SELECTED PASSAGE:
10. Shri Shah contended that our above interpretation would render the operation of the Act retrospective. We find that this contention has no merits. The reason is that in order to make himself eligible to the benefit of the gratuity under the provisions of the Act, the employee concerned must show that his case falls within the provisions of S. 4. of the Act. This S. 4. contemplates that the gratuity shall be payable to an employee on termination of his employment either by his superannuation, or his retirement or his resignation or his death or disablement due to accident or disease. Thus S. 4 provides for the cause of action for an employee to get gratuity. This cause of action must arise after coming in to force of the Act and not before that. Therefore, in order to enable himself to get the advantage of the provisions of the Act, the employee should continue in the employment even after coming in to operation of the Act and should show that his cause of action to get gratuity under S. 4. of the Act has arisen after the Act came in to force. Thus the operation of the Act is undoubtedly prospective and not retrospective on the interpretation of the word 'employee' which is attached to the main definition clause.
11. As observed by us in the above referred Spl. C.A. No. 29/76, if a person wants to take advantage of the gratuity contemplates by the Act, he has to prove the following facts :
1. That at any time in the past during the course of his employment, he was receiving the wages not exceeding Rs. 1,000 per mensem;
2. That this period of service was contains for not less than 5 years;
3. That during this period, he was not employed in a managerial or administrative capacity.

PROBLEMS TO WORK ON:
**A.** Quote the passage on gratuity under the Act word for word, starting at "11. As observed" and ending at "or administrative capacity.".
**B.** Continue the passage on gratuity under the Act from the point where it stops.

SOURCE MATERIAL:

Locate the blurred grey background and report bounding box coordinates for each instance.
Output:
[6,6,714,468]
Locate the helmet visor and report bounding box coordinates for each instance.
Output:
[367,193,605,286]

ANSWER SECTION:
**A.**
11. As observed by us in the above referred Spl. C.A. No. 29/76, if a person wants to take advantage of the gratuity contemplates by the Act, he has to prove the following facts :
1. That at any time in the past during the course of his employment, he was receiving the wages not exceeding Rs. 1,000 per mensem;
2. That this period of service was contains for not less than 5 years;
3. That during this period, he was not employed in a managerial or administrative capacity.

**B.**
If a person proves these three factors, then he would be entitled to the gratuity contemplated by the Act irrespective of the question whether on the date on which the Act came in to force, his case was falling within the ingredients of the definition given in the main clause of the word 'employee'. We find that if the contusions which is can passed on behalf of the petitioner by Shri Shah is accepted, then the whole purpose of the definition of word 'employee' would be frustrated. Under the circumstances we see no point in this connection.
12. This Special Civil Application should therefore fail and the rule is discharge with costs.
13. Shri Shah orally prays for a certificate for leave to appeal to the Supreme Court. We find that there is no substantial question of law of public importance which in our opinion should be decided by the Supreme Court. The said prayer is rejected.